[WORK INSTRUCTIONS]
From the records below, copy out each line that contains the word "every". Case matters.

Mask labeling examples
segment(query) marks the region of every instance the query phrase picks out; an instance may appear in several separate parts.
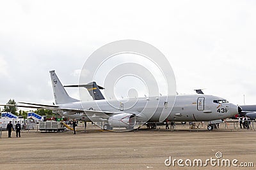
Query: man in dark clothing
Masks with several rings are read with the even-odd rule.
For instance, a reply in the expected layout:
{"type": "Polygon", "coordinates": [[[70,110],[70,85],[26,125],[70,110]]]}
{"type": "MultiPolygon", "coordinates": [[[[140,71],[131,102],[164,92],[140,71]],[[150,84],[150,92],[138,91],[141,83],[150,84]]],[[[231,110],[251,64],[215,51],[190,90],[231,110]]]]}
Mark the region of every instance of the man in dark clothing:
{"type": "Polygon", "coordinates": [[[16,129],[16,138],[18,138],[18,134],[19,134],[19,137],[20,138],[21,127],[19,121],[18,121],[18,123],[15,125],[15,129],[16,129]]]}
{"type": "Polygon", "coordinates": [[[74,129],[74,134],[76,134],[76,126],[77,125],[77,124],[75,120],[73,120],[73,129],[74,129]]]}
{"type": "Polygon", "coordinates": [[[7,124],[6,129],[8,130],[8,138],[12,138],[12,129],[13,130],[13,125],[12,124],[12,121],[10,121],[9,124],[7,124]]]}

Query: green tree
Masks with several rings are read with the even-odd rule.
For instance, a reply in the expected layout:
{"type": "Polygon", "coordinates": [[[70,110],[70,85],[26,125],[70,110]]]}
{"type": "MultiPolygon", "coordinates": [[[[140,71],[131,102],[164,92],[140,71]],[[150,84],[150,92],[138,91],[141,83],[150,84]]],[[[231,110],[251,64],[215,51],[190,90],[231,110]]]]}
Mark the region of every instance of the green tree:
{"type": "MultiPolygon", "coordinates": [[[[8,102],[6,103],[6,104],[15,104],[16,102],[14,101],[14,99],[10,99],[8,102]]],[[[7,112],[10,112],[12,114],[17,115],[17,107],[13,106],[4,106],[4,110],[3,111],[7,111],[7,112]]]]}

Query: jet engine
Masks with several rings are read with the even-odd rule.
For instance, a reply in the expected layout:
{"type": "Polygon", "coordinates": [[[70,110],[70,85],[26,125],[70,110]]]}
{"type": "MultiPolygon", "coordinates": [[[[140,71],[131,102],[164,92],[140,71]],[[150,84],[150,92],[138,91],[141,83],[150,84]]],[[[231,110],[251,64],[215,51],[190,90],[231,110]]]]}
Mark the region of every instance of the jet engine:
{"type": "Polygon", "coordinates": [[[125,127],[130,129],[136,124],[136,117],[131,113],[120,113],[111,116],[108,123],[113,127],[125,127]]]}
==
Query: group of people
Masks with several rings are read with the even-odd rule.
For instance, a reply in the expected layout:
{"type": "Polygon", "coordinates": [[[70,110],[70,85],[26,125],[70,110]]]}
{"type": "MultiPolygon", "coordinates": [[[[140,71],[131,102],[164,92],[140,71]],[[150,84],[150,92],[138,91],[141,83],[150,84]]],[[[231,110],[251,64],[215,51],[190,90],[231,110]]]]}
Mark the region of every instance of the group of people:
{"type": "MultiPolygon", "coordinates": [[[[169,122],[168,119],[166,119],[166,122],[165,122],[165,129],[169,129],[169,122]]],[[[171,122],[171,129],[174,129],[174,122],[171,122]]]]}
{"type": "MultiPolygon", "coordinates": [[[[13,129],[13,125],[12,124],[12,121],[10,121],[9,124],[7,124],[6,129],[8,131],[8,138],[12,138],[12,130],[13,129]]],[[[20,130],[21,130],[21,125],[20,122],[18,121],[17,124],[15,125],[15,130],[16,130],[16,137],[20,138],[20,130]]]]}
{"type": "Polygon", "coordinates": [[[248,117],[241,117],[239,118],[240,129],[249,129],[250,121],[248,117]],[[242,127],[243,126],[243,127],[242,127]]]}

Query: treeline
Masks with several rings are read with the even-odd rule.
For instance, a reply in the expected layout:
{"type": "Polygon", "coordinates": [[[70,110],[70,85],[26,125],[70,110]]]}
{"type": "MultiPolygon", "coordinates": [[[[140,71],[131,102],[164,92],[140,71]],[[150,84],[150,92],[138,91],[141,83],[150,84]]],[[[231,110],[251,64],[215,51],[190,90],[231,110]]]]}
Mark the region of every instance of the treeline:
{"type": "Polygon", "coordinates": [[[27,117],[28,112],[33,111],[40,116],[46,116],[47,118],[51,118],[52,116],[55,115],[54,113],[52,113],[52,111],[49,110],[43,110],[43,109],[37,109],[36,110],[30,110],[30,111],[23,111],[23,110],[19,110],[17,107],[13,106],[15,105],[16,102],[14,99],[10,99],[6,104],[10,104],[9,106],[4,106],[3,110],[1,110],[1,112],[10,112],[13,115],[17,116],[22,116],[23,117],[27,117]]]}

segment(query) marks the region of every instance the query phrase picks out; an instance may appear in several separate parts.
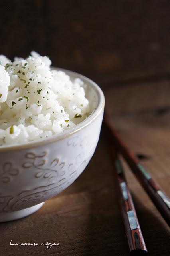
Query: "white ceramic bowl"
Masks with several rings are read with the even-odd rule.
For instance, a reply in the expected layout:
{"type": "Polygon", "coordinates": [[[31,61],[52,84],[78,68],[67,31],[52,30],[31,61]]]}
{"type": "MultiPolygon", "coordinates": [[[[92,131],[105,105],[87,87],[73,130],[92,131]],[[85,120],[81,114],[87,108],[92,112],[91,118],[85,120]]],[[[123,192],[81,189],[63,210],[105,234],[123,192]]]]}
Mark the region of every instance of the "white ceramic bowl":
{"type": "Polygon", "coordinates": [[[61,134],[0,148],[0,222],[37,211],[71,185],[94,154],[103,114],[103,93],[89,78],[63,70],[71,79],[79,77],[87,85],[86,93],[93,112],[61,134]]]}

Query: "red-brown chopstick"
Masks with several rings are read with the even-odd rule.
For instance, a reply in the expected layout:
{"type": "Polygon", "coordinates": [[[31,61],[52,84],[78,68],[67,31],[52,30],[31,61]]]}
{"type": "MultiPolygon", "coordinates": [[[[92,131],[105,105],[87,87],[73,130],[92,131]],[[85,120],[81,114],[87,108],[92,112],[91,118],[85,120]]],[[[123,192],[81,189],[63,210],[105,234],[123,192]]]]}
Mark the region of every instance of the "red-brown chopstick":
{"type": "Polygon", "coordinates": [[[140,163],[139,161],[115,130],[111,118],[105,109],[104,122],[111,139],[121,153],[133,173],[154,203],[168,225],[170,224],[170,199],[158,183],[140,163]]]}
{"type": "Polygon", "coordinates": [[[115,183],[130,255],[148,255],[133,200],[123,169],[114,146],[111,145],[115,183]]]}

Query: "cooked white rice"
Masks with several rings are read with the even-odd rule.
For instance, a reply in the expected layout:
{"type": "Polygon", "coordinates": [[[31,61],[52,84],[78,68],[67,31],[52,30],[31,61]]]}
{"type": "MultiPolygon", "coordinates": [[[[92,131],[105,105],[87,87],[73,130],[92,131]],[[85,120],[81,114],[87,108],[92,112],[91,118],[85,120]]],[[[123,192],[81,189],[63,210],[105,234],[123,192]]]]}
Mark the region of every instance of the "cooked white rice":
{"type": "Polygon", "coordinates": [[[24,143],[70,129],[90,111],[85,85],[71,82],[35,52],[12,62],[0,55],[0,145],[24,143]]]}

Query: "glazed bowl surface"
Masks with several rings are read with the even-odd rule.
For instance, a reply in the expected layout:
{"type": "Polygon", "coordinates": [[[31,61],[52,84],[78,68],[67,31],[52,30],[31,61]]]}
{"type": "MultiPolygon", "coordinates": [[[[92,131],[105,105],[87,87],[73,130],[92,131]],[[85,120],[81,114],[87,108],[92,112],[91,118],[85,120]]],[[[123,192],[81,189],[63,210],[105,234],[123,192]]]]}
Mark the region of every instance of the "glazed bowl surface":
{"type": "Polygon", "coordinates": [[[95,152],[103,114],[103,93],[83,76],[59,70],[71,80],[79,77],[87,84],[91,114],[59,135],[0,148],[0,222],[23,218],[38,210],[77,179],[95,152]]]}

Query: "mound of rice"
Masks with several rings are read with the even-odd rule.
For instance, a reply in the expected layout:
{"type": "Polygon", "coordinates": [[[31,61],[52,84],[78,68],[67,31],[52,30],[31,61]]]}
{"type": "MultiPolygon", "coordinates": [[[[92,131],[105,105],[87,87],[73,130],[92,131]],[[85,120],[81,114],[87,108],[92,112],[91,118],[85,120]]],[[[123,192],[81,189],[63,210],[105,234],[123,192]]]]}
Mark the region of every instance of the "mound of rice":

[ANSWER TO THIS PROBLEM]
segment(query) marks the region of every instance the query phrase picks out; an instance may appear in several separate parts.
Mark the region of every instance of the man in dark clothing:
Mark the region of every instance of the green tree:
Mark the region of every instance of the jet engine:
Mark the region of every instance of the group of people:
Mark the region of every instance of the treeline:
segment(query) marks the region of every instance the query phrase picks out; an instance may appear in several separate parts.
Mark the region of every instance of the "white ceramic bowl":
Mark the region of every instance of the "red-brown chopstick":
Mark the region of every instance of the "cooked white rice":
Mark the region of every instance of the "glazed bowl surface":
Mark the region of every instance of the "mound of rice":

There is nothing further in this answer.